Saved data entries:
####################

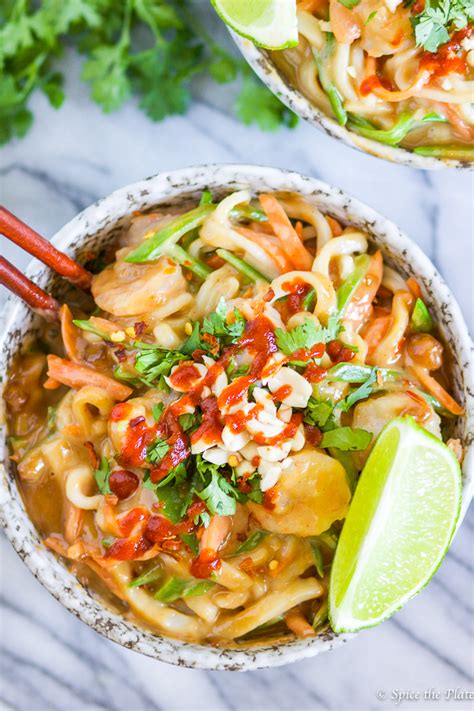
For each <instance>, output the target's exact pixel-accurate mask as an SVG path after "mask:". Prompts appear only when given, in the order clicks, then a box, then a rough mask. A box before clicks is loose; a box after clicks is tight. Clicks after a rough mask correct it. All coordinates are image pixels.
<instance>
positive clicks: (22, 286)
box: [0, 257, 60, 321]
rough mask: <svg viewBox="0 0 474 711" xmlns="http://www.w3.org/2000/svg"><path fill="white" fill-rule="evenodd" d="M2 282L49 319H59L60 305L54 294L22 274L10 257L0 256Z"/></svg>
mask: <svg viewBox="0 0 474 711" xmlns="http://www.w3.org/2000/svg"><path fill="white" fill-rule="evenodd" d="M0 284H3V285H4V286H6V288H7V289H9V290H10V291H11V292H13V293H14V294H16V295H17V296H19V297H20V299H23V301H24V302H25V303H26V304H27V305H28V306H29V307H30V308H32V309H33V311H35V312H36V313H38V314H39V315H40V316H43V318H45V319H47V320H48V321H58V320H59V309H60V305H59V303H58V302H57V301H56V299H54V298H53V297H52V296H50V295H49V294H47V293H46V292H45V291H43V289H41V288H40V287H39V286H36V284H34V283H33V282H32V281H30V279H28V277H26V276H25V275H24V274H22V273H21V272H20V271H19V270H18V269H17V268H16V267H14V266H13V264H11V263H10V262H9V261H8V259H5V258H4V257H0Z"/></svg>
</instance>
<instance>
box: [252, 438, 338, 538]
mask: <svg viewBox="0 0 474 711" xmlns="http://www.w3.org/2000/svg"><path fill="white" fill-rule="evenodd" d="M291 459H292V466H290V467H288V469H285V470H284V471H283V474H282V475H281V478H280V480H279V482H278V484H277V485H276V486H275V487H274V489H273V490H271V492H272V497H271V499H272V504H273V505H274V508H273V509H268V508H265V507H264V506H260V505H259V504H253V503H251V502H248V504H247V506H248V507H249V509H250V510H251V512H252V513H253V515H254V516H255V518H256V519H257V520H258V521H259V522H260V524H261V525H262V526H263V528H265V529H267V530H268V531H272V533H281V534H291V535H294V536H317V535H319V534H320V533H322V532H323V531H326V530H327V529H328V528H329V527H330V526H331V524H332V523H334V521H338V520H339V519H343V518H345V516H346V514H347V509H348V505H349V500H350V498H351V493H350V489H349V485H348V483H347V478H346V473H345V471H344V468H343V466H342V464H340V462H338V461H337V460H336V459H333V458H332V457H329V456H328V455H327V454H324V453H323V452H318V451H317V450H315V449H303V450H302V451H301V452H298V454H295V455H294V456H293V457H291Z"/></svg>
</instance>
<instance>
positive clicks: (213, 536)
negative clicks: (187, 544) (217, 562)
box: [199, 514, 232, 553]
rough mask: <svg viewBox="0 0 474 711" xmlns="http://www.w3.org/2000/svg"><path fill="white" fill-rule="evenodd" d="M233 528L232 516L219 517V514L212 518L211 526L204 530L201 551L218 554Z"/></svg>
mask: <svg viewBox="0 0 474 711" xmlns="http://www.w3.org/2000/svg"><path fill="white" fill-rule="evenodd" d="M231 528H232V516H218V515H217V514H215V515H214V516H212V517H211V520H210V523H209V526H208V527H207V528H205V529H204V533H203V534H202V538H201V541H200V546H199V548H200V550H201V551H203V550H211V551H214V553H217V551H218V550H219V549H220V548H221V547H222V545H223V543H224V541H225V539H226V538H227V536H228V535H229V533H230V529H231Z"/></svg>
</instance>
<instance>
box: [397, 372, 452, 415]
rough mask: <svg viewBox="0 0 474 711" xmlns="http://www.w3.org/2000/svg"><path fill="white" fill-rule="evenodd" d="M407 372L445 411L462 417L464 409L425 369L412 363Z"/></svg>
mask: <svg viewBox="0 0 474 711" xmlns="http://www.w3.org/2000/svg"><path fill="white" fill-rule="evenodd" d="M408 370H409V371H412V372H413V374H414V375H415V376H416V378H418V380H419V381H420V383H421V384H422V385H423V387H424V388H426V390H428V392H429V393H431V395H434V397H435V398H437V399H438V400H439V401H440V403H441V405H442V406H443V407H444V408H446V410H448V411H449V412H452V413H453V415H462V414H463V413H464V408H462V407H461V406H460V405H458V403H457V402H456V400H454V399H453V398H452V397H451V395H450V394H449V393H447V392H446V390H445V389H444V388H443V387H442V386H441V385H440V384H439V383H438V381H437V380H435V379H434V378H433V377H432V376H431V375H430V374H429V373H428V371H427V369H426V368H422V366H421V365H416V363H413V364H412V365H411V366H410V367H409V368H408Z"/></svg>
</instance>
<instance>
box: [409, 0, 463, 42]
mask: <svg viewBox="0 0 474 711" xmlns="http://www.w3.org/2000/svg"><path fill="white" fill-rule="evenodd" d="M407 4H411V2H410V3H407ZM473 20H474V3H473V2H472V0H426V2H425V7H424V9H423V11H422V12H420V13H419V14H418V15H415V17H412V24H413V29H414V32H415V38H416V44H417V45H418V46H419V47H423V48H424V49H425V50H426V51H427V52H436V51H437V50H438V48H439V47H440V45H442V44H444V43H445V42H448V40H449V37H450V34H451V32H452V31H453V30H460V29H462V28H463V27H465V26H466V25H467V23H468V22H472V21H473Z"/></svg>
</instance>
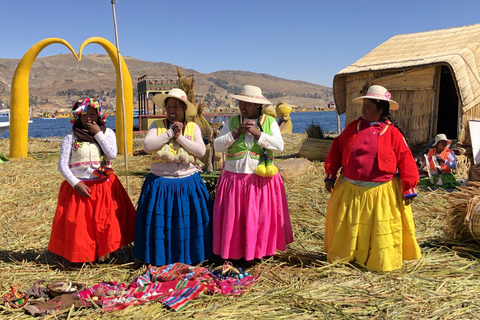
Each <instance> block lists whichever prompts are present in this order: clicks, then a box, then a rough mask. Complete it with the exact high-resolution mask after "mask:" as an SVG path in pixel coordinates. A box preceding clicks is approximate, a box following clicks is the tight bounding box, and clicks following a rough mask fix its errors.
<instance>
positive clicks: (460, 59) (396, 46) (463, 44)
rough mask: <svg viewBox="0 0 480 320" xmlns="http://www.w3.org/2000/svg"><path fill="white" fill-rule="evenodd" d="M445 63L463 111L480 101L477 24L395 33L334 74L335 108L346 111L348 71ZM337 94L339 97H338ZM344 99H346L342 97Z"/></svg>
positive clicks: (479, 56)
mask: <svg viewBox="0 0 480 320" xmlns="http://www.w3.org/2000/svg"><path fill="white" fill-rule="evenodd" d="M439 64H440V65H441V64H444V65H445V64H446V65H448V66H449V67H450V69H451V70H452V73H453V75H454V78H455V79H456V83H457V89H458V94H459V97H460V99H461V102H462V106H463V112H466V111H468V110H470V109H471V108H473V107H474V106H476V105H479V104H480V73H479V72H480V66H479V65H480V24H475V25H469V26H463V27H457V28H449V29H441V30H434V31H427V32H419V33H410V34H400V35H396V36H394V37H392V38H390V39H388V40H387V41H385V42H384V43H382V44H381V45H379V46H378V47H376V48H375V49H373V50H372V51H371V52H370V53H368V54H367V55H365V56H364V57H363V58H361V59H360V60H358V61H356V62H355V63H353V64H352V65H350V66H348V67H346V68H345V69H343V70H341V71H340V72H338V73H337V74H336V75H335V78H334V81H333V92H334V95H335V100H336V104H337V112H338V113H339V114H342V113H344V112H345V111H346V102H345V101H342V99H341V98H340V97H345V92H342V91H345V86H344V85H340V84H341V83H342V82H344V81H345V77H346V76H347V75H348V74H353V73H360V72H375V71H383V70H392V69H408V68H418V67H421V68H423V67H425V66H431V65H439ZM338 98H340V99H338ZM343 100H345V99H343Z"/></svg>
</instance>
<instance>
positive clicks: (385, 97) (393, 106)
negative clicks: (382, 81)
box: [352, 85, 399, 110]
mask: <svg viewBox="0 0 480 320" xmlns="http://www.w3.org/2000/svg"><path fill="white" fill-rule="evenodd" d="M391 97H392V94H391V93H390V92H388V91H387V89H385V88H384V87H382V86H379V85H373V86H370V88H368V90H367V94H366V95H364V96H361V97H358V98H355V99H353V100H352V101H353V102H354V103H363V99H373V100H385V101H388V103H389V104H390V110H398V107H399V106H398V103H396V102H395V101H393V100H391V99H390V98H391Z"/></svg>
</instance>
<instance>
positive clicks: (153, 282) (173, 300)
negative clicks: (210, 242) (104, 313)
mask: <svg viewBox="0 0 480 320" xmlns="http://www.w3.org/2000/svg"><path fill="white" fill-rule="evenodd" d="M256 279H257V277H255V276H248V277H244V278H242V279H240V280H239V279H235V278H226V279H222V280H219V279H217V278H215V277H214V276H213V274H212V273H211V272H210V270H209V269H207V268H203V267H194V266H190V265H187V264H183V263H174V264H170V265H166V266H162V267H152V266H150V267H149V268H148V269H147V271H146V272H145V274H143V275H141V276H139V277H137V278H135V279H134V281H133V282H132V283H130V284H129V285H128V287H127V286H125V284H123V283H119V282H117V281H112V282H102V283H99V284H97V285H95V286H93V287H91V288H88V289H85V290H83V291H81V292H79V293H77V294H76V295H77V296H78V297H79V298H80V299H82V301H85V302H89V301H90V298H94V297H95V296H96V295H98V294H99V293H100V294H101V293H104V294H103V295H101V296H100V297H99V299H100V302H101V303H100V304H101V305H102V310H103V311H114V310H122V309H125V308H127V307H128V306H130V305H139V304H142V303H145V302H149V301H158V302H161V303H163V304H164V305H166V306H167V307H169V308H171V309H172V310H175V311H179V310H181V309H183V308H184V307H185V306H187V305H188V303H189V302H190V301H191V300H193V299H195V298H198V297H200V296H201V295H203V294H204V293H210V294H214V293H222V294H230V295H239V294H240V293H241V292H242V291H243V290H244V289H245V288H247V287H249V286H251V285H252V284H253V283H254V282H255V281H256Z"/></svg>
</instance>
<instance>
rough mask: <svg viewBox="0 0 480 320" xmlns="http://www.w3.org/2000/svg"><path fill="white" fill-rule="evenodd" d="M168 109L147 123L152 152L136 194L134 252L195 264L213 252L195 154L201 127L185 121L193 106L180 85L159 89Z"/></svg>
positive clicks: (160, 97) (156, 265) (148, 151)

####################

**TASK DESCRIPTION**
Where a line above holds the string "order", copy that line.

**SOLUTION FOR THIS EXERCISE**
For each <instance>, output the target's exact pixel-accurate mask as an SVG path after "mask:". Prompts appear only when given, in the order clicks, then a box, then a rough mask. A box before clicks is loose; a box after clicks is tight. Clicks after a rough mask correct it. All coordinates are image pixels.
Each <instance> block lists whichever prompts are present in this order: clicks, then a box, then a rough mask. Complete it with the exact high-resolution mask after "mask:" as an SVG path in pixel coordinates. A box preceding clicks is approximate, a box following clicks is the tight bounding box, and clicks following a rough mask fix its errors.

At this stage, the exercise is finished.